Special tokens have been added in the vocabulary, make sure the associated word embeddings are fine-tuned or trained.


1. Function is taking 2 inputs, text and model
2. Tokenizer is creating tokens of the text and special input starting with prefix: summarize that leads to model understanding the task at hand. E.g. Input to model = 'summarize: US economy leads the way " and converting them to tensors.
3. Model is generating summary in tokenized form

In [53]:
def generate_summary(article_text, model):
    
    inputs = tokenizer.encode("summarize: " + article_text, return_tensors="pt", truncation=True)
    summary_ids = model.generate(inputs, max_length=200, length_penalty=2.0, num_beams=4, early_stopping=True)
    summary = tokenizer.decode(summary_ids[0], skip_special_tokens=True)

    return summary

In [54]:
summary = generate_summary(df['article'][1], model)
print("Summary: ",summary)

Summary:  first mined by the Romans, Honister is Britain’s last working slate mine. 11 miles of tunnels chipped into the 2,126 ft- high Fleetwith Pike.


### Saving both models for inference

In [56]:
model.save_pretrained('SummarizerT5')

§ Stated goal: Please transcribe everything from "Special tokens have" down to "them to tensors." in the summarization passage above.

[Records from a pointing dataset]

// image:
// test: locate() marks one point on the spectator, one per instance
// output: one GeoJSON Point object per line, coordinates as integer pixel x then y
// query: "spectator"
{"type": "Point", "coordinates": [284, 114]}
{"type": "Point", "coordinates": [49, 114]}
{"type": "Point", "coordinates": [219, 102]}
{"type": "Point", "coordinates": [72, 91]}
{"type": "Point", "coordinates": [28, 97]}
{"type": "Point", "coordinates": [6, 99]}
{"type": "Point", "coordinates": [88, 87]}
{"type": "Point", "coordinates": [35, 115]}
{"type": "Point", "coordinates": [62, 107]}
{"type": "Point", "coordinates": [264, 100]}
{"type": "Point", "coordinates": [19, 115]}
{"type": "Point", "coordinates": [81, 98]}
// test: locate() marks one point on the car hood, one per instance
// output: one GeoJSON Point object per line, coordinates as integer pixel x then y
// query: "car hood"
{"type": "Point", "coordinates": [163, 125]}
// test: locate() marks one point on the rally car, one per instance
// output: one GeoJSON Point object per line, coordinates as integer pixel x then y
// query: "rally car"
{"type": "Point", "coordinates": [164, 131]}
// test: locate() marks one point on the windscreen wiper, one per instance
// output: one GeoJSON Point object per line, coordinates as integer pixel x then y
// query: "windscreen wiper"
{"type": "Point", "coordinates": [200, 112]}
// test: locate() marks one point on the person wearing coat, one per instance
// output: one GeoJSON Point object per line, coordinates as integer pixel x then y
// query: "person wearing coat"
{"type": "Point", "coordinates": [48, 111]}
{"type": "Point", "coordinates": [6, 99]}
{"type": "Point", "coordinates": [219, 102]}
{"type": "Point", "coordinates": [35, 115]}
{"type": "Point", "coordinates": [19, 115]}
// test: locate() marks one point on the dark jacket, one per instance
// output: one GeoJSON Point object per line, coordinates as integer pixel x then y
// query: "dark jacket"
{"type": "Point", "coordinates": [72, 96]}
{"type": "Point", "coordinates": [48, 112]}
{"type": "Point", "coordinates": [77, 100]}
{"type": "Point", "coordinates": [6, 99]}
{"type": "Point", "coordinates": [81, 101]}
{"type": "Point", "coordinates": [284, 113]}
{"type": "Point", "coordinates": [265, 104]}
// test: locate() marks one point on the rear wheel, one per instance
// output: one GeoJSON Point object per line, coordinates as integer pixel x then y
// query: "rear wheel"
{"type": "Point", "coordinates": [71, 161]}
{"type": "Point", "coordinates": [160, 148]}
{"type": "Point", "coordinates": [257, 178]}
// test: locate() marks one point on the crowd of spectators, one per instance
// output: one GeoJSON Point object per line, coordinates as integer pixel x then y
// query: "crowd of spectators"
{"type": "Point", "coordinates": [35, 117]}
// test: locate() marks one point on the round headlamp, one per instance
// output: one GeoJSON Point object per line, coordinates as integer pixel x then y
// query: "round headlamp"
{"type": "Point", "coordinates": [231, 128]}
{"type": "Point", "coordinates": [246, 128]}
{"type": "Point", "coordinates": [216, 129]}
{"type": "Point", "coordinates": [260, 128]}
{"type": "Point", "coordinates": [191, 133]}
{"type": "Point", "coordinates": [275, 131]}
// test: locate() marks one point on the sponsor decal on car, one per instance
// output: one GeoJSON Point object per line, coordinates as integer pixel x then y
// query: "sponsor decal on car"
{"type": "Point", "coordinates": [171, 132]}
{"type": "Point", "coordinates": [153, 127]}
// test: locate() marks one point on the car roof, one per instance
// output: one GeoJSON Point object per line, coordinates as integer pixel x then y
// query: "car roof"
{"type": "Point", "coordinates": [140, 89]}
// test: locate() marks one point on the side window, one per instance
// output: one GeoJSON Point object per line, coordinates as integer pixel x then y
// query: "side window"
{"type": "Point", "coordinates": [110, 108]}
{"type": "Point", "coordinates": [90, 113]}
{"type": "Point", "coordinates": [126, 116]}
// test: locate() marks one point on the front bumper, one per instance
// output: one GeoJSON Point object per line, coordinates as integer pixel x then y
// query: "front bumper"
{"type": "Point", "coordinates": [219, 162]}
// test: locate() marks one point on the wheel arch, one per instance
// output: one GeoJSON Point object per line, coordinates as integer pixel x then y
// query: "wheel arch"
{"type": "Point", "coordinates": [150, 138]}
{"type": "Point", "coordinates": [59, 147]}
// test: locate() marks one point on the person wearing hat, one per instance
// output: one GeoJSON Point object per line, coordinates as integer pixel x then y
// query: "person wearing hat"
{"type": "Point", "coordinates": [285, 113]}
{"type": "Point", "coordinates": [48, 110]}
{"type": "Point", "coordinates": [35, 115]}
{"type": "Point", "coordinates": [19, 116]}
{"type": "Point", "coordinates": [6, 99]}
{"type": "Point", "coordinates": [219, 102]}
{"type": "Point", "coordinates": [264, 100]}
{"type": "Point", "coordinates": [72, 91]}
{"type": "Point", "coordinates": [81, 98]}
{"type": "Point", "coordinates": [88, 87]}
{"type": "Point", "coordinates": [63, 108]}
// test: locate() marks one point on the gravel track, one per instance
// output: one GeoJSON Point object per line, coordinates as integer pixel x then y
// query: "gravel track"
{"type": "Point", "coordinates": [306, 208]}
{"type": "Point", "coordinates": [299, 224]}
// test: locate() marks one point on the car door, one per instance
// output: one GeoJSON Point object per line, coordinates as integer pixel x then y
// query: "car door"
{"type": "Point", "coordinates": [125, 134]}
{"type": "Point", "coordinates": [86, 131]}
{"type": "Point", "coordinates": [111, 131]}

§ Answer:
Special tokens have been added in the vocabulary, make sure the associated word embeddings are fine-tuned or trained.


1. Function is taking 2 inputs, text and model
2. Tokenizer is creating tokens of the text and special input starting with prefix: summarize that leads to model understanding the task at hand. E.g. Input to model = 'summarize: US economy leads the way " and converting them to tensors.